Data listing
#####

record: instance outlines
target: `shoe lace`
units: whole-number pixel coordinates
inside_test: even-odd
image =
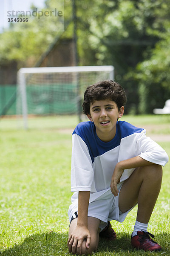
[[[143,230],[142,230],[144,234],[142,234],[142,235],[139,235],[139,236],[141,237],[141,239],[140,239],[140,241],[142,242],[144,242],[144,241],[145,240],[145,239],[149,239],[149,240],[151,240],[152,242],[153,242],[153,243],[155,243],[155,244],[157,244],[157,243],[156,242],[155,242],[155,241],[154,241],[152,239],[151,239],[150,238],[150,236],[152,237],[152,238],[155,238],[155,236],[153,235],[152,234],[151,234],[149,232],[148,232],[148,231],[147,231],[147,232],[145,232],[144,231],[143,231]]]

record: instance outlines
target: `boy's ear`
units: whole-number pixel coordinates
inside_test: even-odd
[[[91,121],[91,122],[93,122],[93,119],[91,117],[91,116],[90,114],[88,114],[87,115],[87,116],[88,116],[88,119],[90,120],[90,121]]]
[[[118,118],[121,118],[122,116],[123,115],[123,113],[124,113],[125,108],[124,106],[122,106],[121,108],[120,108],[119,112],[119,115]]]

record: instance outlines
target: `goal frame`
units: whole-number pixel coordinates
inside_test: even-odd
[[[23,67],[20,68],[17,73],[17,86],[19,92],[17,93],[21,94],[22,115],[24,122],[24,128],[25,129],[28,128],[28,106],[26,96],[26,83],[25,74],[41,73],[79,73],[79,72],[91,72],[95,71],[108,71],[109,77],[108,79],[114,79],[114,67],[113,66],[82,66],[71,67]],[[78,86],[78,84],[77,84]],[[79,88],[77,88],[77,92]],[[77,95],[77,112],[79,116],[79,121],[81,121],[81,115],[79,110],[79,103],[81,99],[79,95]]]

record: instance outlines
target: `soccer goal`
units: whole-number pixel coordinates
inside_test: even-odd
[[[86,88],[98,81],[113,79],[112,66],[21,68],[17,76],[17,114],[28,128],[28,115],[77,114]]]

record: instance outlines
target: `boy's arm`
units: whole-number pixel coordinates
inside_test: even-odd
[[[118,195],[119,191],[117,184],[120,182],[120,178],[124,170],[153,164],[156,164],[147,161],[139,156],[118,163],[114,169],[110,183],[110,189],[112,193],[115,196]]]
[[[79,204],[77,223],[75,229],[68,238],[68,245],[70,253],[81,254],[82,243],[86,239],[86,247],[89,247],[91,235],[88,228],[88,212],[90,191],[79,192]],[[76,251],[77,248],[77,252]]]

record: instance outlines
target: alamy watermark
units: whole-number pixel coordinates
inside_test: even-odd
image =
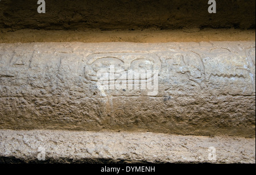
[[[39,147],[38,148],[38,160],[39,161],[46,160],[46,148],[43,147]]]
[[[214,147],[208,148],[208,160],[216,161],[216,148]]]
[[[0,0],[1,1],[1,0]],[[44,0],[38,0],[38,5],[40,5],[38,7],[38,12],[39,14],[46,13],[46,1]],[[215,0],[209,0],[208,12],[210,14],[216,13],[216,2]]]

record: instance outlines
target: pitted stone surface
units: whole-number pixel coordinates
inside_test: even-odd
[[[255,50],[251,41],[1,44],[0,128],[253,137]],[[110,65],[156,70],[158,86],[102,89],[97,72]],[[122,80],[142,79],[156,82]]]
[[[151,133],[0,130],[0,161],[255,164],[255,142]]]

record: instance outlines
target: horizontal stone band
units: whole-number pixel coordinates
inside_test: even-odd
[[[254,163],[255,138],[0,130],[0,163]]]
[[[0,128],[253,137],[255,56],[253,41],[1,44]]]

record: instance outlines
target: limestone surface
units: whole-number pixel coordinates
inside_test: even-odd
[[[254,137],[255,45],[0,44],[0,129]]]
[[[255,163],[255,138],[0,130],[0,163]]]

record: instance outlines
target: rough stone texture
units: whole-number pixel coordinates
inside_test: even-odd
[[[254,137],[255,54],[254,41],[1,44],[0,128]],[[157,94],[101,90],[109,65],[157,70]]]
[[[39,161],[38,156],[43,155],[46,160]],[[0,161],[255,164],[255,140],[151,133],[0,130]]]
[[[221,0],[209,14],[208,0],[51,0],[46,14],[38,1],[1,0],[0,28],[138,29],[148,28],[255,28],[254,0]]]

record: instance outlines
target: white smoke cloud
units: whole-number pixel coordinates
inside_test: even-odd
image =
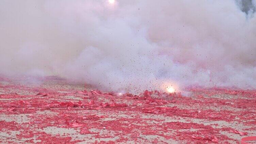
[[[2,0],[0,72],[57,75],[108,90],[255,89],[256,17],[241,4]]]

#####

DESCRIPTION OF THE TASK: Print the entries above exactly, taking out only the pictures.

ANSWER TO THIS EXERCISE:
record: instance outlines
target: `shoe lace`
units: whole-number pixel coordinates
inside_test: even-odd
image =
[[[143,230],[142,230],[144,234],[142,234],[142,235],[139,235],[139,236],[141,237],[141,239],[140,239],[140,241],[142,242],[144,242],[144,241],[145,240],[145,239],[149,239],[149,240],[151,240],[152,242],[153,242],[153,243],[155,243],[155,244],[157,244],[157,243],[156,242],[155,242],[155,241],[154,241],[152,239],[151,239],[150,238],[150,236],[152,237],[152,238],[155,238],[155,236],[153,235],[152,234],[151,234],[149,232],[148,232],[148,231],[147,231],[147,232],[145,232],[144,231],[143,231]]]

record: instance outlines
target: `boy's ear`
units: whole-number pixel coordinates
inside_test: even-odd
[[[91,121],[91,122],[93,122],[93,119],[91,117],[91,116],[90,114],[88,114],[87,115],[87,116],[88,116],[88,119],[90,120],[90,121]]]
[[[118,118],[121,118],[122,116],[123,115],[123,113],[124,113],[125,108],[124,106],[122,106],[121,108],[120,108],[119,112],[119,115]]]

record: instance outlines
target: `goal frame`
units: whole-number pixel coordinates
inside_test: even-odd
[[[23,67],[20,68],[17,73],[17,86],[19,92],[17,93],[21,94],[22,115],[24,122],[24,128],[25,129],[28,128],[28,106],[26,96],[26,83],[25,74],[41,73],[79,73],[79,72],[91,72],[95,71],[108,71],[109,77],[108,79],[114,79],[114,67],[113,66],[82,66],[71,67]],[[78,86],[78,84],[77,84]],[[79,88],[77,88],[77,92]],[[77,95],[77,112],[79,116],[79,121],[81,121],[81,115],[79,110],[79,103],[81,99],[79,95]]]

record: instance outlines
target: `soccer goal`
units: whole-number pixel coordinates
inside_test: even-odd
[[[86,88],[98,81],[113,79],[112,66],[21,68],[17,76],[17,114],[28,128],[28,115],[77,114]]]

record: instance outlines
target: `boy's arm`
units: whole-number pixel coordinates
inside_test: even-odd
[[[118,195],[119,191],[117,184],[120,182],[120,178],[124,170],[153,164],[156,164],[147,161],[139,156],[118,163],[114,169],[110,183],[110,189],[112,193],[115,196]]]
[[[79,204],[77,223],[75,229],[68,238],[68,245],[70,253],[81,254],[82,243],[86,239],[86,247],[89,247],[91,235],[88,228],[88,212],[90,191],[79,192]],[[76,251],[77,248],[77,252]]]

record: instance outlines
target: alamy watermark
units: whole-number pixel coordinates
inside_test: even-odd
image =
[[[39,147],[38,148],[38,160],[39,161],[46,160],[46,148],[43,147]]]
[[[214,147],[208,148],[208,160],[216,161],[216,148]]]
[[[0,0],[1,1],[1,0]],[[44,0],[38,0],[38,5],[40,5],[38,7],[38,12],[39,14],[46,13],[46,1]],[[215,0],[209,0],[208,12],[210,14],[216,13],[216,2]]]

record: instance outlines
target: pitted stone surface
units: whole-number pixel coordinates
inside_test: even-odd
[[[255,50],[251,41],[1,44],[0,128],[253,137]],[[110,65],[156,70],[158,86],[102,89],[97,72]],[[122,80],[142,79],[156,82]]]
[[[151,133],[0,130],[0,161],[255,164],[255,142]]]

record: instance outlines
target: horizontal stone band
units: whole-number pixel coordinates
inside_test: even-odd
[[[254,163],[255,138],[0,130],[0,163]]]
[[[0,128],[253,137],[255,56],[253,41],[1,44]]]

record: instance outlines
target: limestone surface
units: whole-number pixel coordinates
inside_test: even-odd
[[[254,137],[255,45],[0,44],[0,129]]]
[[[255,163],[255,138],[0,130],[0,163]]]

record: instance outlines
target: rough stone texture
units: whole-number pixel coordinates
inside_test: even-odd
[[[254,137],[255,54],[254,41],[1,44],[0,128]],[[157,94],[101,90],[109,65],[157,70]]]
[[[39,161],[38,156],[43,155],[46,160]],[[0,161],[255,164],[255,140],[151,133],[0,130]]]
[[[221,0],[209,14],[208,0],[51,0],[46,14],[38,1],[1,0],[0,28],[138,29],[148,28],[255,28],[254,0]]]

record: instance outlines
target: white smoke cloud
units: whole-number pixel coordinates
inside_test: even-odd
image =
[[[2,0],[0,72],[57,75],[108,90],[255,89],[256,17],[241,4]]]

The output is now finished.